[Prompt 1] List every person named in the Tuva election text below.
[Prompt 2]
Answer these from the Tuva election text below:
(a) What share of the vote did Khovalyg win in the September 2021 election?
(b) On what date did Khovalyg meet with President Putin to ask for his endorsement?
(c) What minimum share of signatures must a candidate collect to be registered?
[Prompt 3] Retype the part of the Tuva election text below starting at "Regional legislative election" and ending at "term in office.".
====== Passage provided ======
Regional legislative election in Russia

The 2026 Republic of Tuva head election took place on 18–20 September 2026, on common election day, to elect the Head of the Republic of Tuva, coinciding with the 2026 Russian legislative election. Incumbent Head Vladislav Khovalyg was re-elected for a second term in office.

==Background==
Sholban Kara-ool, who has served as Head of the Republic of Tuva since 2007, announced his resignation from office in April 2021, five month before his term would have expired. President of Russia Vladimir Putin accepted Kara-ool's resignation and appointed Vladislav Khovalyg, an energy executive and former Kyzyl mayor, as acting Head of the Republic of Tuva. Kara-ool's resignation was long expected due to his longevity in office, poor ratings and low economic base. Khovalyg easily won an election for a full term in September 2021, gaining 86.81% of the vote, as United Russia dominated Tuvan politics for decades. Meanwhile, Kara-ool was elected to the State Duma on the United Russia party list and became among the Duma's deputy chairmen.

During his first term Khovalyg prioritised new infrastructure projects in the impoverished republic, including the first railway line and lithium mining, however, the two projects are far from completion. Notably, Khovalyg broke from his predecessor Kara-ool, which was apparent during the 2024 Tuva Great Khural election when Kara-ool sparred with United Russia and governmental officials after his allies, including Senator Dina Oyun, were defeated in the primary. Federal authorities took Khovalyg's side and demanded Kara-ool to cease all hostilities. Khovalyg also allegedly drifted away from former Minister of Defense Sergey Shoigu, the highest ranking Tuvan in the Russian government, who enjoyed extreme popularity in the republic and exercised effective control over the region for decades; the rift was evident when Shoigu's closest confidant Ruslan Tsalikov was denied the appointment to the Federation Council and remained backbench member of the Great Khural of the Republic of Tuva until his arrest in March 2026.

On May 22, 2026, Khovalyg met with President Putin and asked his endorsement for the upcoming head election, which Putin agreed to.

==Candidates==
In Tuva candidates for Head of the Republic of Tuva can be nominated only by registered political parties. Candidate for Head of the Republic of Tuva should be a Russian citizen and at least 30 years old. Candidates for Head of the Republic of Tuva should not have a foreign citizenship or residence permit. Each candidate in order to be registered is required to collect at least 9% of signatures of municipal deputies and heads of municipalities. Also head candidates present 3 candidacies to the Federation Council and election winner later appoints one of the presented candidates.
====== Material provided ======
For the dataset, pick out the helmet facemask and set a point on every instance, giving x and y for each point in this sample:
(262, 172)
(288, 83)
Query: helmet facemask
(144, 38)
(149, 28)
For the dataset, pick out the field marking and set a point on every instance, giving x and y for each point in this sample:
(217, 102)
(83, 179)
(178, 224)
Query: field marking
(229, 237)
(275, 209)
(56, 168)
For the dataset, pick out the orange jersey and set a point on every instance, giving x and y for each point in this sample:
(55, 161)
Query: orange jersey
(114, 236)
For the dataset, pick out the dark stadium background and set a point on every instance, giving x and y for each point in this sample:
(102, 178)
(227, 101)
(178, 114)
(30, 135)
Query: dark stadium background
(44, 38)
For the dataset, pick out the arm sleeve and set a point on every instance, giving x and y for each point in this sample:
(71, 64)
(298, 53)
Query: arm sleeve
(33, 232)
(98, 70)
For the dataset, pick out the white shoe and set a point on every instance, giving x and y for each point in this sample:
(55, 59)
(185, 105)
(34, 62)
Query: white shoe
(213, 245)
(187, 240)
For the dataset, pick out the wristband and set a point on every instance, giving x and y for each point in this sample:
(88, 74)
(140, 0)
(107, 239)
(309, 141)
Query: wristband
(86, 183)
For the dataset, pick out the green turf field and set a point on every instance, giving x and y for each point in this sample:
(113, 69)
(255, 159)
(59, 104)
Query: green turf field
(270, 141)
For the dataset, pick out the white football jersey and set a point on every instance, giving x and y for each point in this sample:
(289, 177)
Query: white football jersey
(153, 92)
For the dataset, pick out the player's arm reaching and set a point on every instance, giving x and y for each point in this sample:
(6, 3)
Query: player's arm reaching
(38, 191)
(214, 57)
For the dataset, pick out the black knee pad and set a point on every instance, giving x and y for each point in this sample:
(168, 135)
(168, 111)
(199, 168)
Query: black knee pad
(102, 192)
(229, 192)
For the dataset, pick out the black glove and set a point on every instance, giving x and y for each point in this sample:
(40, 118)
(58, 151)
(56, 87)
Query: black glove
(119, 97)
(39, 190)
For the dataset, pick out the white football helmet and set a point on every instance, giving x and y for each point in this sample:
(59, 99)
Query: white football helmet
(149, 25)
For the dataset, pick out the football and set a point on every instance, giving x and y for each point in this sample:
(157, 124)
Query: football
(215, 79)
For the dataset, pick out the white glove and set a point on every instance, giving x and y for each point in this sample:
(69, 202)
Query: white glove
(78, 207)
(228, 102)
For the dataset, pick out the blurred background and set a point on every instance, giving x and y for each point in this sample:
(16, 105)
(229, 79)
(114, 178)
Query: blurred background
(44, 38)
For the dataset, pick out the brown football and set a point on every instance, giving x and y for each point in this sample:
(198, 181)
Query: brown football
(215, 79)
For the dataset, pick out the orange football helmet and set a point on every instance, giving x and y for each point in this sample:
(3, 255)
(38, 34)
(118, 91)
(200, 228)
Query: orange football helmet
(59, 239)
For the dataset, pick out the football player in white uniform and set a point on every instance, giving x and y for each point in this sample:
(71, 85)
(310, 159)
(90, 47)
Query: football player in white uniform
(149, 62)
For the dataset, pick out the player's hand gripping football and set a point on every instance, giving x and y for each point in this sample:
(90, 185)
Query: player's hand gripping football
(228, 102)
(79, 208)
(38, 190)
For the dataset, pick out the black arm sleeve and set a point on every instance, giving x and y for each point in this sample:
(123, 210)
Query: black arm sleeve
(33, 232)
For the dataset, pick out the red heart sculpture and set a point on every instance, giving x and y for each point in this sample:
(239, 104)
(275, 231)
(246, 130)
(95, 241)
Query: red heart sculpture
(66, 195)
======
[Response area 1]
Vladislav Khovalyg
Sholban Kara-ool
Vladimir Putin
Dina Oyun
Sergey Shoigu
Ruslan Tsalikov

[Response area 2]
(a) 86.81%
(b) May 22, 2026
(c) At least 9% of the signatures of municipal deputies and heads of municipalities

[Response area 3]
Regional legislative election in Russia

The 2026 Republic of Tuva head election took place on 18–20 September 2026, on common election day, to elect the Head of the Republic of Tuva, coinciding with the 2026 Russian legislative election. Incumbent Head Vladislav Khovalyg was re-elected for a second term in office.